SELECTION =>

-*-*-

Leapcell

Posted on Jan 31

Scaling Node.js: Multi-threading You Need to Know

#webdev #javascript #node #programming

In Node.js, due to its single-threaded nature, the main thread is used to execute non-blocking I/O operations. However, when executing CPU-intensive tasks, relying solely on a single thread may lead to performance bottlenecks. Fortunately, Node.js provides several methods to enable and manage threads, allowing applications to take advantage of multi-core CPUs.

Why Enable Subthreads?

The main reasons for enabling subthreads in Node.js are to handle concurrent tasks and improve application performance. Node.js is inherently based on an event-loop, single-threaded model, meaning that all I/O operations (such as file reading/writing and network requests) are non-blocking. However, CPU-intensive tasks (such as large-scale computations) may block the event loop, affecting the overall performance of the application.

Enabling subthreads helps solve the following issues:

Non-blocking operations: The design philosophy of Node.js revolves around non-blocking I/O. However, if external commands are executed directly in the main thread, the execution process may block the main thread, impacting the application's responsiveness. By executing these commands in subthreads, the main thread retains its non-blocking characteristics, ensuring other concurrent operations are not affected.
Efficient use of system resources: By using child processes or worker threads, a Node.js application can better utilize the computing power of multi-core CPUs. This is especially useful for executing CPU-intensive external commands, as they can run on separate CPU cores without affecting Node.js’s main event loop.
Isolation and security: Running external commands in subthreads adds an extra layer of security to the application. If an external command fails or crashes, this isolation helps protect the main Node.js process from being affected, thereby improving application stability.
Flexible data processing and communication: With subthreads, external command outputs can be processed flexibly before being passed back to the main process. Node.js offers multiple ways to implement inter-process communication (IPC), making data exchange seamless.

-*-*-

RECORDS =>
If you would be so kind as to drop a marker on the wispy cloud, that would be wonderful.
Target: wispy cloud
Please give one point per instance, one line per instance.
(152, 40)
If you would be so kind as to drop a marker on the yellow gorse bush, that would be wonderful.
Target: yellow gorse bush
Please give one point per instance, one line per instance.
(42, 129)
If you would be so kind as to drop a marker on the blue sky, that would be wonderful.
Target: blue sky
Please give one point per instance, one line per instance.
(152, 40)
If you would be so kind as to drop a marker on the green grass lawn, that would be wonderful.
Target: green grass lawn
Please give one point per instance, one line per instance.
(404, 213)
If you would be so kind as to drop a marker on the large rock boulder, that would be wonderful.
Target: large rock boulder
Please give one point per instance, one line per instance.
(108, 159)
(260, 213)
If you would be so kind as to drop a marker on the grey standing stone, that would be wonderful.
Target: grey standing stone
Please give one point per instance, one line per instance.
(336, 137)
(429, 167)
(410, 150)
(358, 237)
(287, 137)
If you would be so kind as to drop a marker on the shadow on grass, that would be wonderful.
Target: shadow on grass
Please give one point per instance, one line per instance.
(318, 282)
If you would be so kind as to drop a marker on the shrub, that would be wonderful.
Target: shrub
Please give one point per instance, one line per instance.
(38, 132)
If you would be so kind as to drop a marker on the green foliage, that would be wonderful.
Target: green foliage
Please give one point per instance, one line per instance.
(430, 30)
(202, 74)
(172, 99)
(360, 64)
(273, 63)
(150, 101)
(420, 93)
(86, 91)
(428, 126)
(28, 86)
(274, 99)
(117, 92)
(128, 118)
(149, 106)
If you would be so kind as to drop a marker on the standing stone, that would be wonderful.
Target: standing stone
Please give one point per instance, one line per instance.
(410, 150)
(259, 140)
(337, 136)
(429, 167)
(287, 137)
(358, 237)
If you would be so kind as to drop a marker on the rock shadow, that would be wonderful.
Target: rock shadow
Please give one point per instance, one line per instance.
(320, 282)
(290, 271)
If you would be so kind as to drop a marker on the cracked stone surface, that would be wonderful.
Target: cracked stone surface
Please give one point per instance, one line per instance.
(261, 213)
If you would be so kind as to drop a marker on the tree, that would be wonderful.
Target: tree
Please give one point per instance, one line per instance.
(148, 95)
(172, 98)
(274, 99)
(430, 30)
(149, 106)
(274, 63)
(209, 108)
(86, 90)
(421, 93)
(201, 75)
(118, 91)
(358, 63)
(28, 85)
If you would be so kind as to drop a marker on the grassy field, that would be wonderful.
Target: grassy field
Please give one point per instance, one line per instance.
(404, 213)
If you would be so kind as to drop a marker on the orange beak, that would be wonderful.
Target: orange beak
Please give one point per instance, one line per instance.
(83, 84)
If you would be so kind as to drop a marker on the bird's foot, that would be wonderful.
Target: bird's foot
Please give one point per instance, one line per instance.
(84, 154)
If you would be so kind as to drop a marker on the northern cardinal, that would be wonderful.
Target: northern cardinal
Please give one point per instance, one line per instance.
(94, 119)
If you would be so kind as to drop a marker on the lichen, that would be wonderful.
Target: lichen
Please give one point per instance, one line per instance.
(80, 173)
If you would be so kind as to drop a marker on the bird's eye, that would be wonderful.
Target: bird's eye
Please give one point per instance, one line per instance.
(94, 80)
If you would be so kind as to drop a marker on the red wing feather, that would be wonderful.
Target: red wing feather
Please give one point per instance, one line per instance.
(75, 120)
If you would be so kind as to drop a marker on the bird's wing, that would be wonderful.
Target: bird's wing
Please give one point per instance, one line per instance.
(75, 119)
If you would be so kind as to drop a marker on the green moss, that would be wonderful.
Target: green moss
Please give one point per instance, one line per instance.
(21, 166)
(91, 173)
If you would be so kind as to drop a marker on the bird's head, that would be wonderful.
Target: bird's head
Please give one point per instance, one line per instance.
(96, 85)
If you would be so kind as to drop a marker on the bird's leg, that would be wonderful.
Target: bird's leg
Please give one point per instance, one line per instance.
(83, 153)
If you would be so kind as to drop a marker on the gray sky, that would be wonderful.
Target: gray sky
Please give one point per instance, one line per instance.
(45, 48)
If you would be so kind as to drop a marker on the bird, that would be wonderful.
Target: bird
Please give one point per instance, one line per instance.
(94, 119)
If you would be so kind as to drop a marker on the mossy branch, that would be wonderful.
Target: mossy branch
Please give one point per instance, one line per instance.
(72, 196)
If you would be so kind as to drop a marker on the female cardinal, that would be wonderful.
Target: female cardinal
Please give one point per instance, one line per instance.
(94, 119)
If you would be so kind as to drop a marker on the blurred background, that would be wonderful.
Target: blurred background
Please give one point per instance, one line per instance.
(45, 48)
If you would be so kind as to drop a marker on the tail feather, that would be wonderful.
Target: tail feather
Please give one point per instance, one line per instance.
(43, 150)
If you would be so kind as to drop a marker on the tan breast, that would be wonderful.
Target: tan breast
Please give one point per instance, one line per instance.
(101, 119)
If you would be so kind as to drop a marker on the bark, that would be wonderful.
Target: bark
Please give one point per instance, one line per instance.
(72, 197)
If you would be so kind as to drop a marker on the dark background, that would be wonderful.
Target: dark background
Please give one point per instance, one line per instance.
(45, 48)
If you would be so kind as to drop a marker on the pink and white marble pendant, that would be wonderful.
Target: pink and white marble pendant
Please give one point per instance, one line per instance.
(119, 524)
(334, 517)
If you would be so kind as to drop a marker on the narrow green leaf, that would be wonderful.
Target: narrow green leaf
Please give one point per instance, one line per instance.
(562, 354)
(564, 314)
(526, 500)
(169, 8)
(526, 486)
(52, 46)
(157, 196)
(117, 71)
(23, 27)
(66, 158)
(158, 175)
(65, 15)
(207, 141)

-*-*-

REQUEST 1 => According to the Node.js article, what kind of tasks may block the event loop?
REQUEST 2 => Extract the passage of the Node.js article starting at "Scaling Node.js: Multi-threading" and ending at "advantage of multi-core CPUs.".
REQUEST 3 => Summarize the Node.js article in two sentences.

EXERCISE RESPONSE 1 => CPU-intensive tasks, such as large-scale computations.

EXERCISE RESPONSE 2 =>
Scaling Node.js: Multi-threading You Need to Know

#webdev #javascript #node #programming

In Node.js, due to its single-threaded nature, the main thread is used to execute non-blocking I/O operations. However, when executing CPU-intensive tasks, relying solely on a single thread may lead to performance bottlenecks. Fortunately, Node.js provides several methods to enable and manage threads, allowing applications to take advantage of multi-core CPUs.

EXERCISE RESPONSE 3 => Because Node.js is single-threaded, CPU-intensive tasks can block the event loop and cause performance bottlenecks, but Node.js provides ways to enable and manage threads so that applications can use multi-core CPUs. Subthreads keep the main thread non-blocking, use system resources more efficiently, protect the main process from failing commands, and allow flexible data processing and communication through IPC.